V. I. Lenin

The Seventh (April) All-Russia Conference of the R.S.D.L.P. (B.)

APRIL 24–29 (MAY 7–12), 1917



APRIL 25 (MAY 8)


I do not agree with the previous speaker.

In Borgbjerg’s proposal we have a political fact of exceptional importance which imposes on us the duty of exposing the social-chauvinists and launching a political campaign. The British and French “socialists” have rejected Borgbjerg’s proposal. The British and French Plekhanovs are not coming to this conference. Borgbjerg’s proposals are a farce. Through Borgbjerg, the German social-chauvinists are offering their terms for peace. They are doing this through a socialist in order to cover up their social-chauvinist intrigue. This must be exposed, to discourage them from ever again applying to the socialist parties.

There can be no doubt at all that this is a proposal coming from the German Government, Which is acting through its own social-chauvinists. It is the one that is arranging this congress.... It cannot do so openly, and is therefore doing it through its own Plekhanovs. By this diplomatic step the German Government sheds all responsibility while propounding through them its secret hopes. Let me read you a report in a foreign paper about Borgbjerg: “Through a Danish social-chauvinist, the German Kaiser wants to call a peace conference in his own interests.” Borgbjerg’s proposal is clearly nothing but a fraud and a swindle. Then we have a report from Rabochaya Gazeta{2} (Reads out the report from “Rabochaya Gazeta” of April 25, 1917.) It is beyond doubt, therefore, that this is a proposal from the German Government. That is how such things are done. It is our task to expose the inner workings of this to the   world, i.e., pass a detailed resolution, translate it into several languages and publish it in all the papers. I move a draft resolution.

It is a curious fact that the capitalist newspapers are maintaining a diplomatic silence. They know the rule, that speech is silvern and silence is golden. The bourgeois newspapers know what the whole thing is about. Newspapers like Rabochaya Gazeta are at a loss. Yedinstvo{3} alone has said that Borgbjerg is an agent of the German Government. But by saying in the next breath that neither the British nor the French social-chauvinists, nor the Russian Plekhanovs will attend this conference under any circumstances; it exposes the British, French and Russian governments, who, being aware of the really difficult condition of Germany, hope to fill their appetites at her expense. We must expose this comedy of masques. We must tell how such things are done: Bethmann-Hollweg goes to Wilhelm, Wilhelm summons Scheidemann, Scheidemann goes to Denmark, and as a result, Borgbjerg goes to Russia with the peace terms. (Reads out the resolution.)

Provided data:
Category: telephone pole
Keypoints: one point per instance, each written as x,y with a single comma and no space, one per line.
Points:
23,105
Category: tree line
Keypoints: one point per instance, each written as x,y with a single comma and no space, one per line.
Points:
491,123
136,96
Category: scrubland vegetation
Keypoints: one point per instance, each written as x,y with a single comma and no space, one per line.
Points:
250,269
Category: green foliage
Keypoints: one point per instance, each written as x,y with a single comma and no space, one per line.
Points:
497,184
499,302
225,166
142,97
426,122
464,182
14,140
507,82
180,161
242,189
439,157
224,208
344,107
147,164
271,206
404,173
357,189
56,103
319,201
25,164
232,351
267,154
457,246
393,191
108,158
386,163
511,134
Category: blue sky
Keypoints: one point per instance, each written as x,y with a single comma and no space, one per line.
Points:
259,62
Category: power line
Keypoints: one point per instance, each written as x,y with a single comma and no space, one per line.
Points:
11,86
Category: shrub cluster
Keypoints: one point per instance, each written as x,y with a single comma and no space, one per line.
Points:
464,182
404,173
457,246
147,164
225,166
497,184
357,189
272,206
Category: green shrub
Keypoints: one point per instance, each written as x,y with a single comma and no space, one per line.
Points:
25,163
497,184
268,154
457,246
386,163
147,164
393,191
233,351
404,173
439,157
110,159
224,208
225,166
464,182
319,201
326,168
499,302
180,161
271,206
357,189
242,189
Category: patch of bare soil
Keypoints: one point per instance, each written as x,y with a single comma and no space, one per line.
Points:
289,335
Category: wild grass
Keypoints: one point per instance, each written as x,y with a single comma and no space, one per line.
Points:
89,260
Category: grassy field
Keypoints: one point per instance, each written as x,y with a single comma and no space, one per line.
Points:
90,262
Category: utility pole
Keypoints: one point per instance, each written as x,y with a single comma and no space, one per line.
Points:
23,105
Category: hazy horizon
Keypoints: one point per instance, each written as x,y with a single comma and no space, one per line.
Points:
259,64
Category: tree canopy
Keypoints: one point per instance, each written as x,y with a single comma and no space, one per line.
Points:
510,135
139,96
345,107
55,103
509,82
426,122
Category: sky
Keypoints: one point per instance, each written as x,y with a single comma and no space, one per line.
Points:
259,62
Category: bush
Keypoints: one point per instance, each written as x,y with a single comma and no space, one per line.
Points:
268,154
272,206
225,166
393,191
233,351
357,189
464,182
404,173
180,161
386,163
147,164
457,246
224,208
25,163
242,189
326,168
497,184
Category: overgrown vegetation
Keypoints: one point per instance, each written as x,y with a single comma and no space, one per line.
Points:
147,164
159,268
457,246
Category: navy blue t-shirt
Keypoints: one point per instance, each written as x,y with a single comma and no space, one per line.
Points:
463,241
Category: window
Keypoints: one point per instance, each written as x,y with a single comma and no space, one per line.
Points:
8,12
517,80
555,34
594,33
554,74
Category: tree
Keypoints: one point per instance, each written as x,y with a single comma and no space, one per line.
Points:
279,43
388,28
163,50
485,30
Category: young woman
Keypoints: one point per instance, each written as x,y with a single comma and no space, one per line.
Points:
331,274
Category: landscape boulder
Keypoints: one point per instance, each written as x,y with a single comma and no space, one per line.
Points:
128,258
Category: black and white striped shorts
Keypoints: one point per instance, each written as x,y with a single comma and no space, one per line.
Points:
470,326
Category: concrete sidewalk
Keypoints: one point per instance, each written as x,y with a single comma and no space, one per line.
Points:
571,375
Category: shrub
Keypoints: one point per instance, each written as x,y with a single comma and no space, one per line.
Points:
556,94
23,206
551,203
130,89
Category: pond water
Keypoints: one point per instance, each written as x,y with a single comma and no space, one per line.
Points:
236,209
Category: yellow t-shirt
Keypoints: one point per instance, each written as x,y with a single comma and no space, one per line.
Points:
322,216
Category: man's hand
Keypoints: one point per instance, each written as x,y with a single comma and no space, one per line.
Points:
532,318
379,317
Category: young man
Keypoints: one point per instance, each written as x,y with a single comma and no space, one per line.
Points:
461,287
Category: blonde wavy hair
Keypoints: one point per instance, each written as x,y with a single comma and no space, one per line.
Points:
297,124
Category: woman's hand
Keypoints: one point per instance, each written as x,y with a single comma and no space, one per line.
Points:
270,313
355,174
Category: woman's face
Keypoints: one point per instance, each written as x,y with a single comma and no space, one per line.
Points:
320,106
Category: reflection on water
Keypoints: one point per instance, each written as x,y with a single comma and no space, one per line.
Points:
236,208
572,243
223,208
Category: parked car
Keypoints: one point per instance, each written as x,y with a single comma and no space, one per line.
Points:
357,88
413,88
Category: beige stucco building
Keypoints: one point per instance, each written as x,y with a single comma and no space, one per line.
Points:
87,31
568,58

Aim:
For each of the three statements below, state whether it agrees with the speech on Borgbjerg's proposal above. Answer yes or no, and quote the words of the speech that decide it.
1. The speaker agrees with the previous speaker.
2. The British and French "socialists" have accepted Borgbjerg's proposal.
3. The capitalist newspapers are keeping silent about the matter.

Finished task:
1. No: "I do not agree with the previous speaker."
2. No: "The British and French “socialists” have rejected Borgbjerg’s proposal."
3. Yes: "the capitalist newspapers are maintaining a diplomatic silence."